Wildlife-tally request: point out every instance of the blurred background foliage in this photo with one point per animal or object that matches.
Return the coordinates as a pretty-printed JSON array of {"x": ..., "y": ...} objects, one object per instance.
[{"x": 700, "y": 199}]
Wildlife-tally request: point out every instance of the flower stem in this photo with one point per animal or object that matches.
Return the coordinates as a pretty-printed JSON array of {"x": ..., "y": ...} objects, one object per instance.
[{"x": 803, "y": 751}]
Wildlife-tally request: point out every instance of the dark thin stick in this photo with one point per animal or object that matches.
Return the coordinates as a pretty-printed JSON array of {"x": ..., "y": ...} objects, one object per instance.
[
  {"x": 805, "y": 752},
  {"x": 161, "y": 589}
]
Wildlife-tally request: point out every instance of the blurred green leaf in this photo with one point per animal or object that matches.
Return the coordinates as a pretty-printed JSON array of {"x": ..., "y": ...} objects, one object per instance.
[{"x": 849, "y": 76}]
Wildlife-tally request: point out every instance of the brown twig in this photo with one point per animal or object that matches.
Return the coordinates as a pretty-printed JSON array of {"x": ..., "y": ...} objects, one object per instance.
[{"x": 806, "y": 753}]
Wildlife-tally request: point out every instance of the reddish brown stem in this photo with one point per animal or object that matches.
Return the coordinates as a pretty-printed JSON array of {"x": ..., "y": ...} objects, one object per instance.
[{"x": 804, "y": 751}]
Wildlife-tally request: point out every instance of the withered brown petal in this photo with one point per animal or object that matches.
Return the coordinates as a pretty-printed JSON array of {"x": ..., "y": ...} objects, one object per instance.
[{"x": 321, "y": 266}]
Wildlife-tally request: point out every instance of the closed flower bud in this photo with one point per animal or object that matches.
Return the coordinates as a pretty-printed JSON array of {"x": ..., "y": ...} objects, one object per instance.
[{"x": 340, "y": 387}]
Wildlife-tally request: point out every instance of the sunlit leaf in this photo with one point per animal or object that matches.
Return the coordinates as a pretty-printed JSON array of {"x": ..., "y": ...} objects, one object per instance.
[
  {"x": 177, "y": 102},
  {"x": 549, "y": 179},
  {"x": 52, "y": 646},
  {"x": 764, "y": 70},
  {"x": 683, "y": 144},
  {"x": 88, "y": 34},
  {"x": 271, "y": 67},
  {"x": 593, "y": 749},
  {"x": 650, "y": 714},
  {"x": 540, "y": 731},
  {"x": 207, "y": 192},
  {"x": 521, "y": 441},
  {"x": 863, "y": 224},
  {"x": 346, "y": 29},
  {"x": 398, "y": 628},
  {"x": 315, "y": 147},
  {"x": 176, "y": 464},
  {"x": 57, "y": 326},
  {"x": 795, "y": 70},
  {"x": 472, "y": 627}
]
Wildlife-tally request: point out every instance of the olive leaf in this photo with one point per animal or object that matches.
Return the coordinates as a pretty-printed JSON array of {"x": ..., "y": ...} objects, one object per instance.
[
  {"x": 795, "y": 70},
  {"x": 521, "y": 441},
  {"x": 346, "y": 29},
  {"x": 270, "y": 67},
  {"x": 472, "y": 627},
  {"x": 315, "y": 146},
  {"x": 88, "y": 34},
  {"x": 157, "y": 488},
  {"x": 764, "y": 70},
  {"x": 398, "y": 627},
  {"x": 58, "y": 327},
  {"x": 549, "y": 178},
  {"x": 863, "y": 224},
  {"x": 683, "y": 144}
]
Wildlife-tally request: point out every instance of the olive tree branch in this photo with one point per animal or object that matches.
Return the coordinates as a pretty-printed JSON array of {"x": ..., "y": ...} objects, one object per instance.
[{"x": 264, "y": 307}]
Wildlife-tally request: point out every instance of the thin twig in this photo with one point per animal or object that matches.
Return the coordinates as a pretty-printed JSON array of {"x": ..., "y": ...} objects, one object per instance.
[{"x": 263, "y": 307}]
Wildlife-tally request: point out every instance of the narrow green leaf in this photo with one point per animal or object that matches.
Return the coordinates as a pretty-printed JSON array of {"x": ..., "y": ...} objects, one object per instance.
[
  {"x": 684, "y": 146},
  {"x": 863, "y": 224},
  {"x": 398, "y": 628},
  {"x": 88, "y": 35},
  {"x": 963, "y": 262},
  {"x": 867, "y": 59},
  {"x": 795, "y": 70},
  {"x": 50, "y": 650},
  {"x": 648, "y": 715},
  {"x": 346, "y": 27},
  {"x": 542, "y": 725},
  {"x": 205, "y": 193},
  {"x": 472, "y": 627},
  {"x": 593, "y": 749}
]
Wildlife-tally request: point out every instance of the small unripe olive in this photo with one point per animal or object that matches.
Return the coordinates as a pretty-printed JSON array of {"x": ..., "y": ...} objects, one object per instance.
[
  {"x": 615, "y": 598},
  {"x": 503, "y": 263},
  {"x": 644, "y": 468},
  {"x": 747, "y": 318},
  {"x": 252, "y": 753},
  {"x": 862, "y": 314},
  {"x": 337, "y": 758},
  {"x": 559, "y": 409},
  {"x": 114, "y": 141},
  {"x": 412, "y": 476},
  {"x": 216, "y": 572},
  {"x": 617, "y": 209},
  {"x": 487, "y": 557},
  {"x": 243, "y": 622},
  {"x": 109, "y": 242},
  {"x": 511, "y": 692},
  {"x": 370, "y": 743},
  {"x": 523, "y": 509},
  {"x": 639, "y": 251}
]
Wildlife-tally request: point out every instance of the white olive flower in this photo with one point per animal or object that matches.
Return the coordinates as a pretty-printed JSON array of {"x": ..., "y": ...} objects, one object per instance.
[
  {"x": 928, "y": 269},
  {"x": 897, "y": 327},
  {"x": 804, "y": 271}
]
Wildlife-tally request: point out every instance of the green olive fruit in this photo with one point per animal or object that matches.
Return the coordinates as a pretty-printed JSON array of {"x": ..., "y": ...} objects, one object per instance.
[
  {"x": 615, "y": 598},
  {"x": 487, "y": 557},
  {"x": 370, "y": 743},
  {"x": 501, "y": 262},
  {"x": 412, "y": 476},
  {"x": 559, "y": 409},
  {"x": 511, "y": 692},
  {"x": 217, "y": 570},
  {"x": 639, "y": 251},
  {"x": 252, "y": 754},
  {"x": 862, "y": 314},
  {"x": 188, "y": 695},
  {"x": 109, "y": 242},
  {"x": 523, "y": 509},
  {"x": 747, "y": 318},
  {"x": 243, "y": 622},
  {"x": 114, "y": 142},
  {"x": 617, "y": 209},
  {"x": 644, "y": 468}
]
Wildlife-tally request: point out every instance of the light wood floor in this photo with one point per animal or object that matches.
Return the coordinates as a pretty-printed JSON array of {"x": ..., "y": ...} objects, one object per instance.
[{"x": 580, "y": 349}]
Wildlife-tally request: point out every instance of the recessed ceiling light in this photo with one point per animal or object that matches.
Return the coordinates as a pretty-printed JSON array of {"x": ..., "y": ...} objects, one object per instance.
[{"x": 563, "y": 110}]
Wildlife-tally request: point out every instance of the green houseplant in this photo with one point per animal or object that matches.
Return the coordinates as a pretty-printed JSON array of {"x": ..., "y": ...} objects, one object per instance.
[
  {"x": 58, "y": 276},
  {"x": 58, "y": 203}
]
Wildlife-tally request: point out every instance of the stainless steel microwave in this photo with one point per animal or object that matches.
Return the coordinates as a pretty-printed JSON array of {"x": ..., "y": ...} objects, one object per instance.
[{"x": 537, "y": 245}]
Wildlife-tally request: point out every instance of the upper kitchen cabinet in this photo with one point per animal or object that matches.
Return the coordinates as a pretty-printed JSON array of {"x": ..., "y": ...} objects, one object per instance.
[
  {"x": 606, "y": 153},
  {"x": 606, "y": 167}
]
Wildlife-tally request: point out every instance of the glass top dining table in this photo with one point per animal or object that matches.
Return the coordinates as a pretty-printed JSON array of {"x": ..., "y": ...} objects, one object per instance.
________________________________________
_AIM OF THE TASK_: Going through the listing above, copy out every line that has the string "thin".

_TASK RESPONSE_:
Wildlife-tally request: point out every instance of the dark thin stick in this photo with one point per animal or object that matches.
Wildlife-tally request: point out every instance of the thin twig in this photo with one point per animal or object that matches.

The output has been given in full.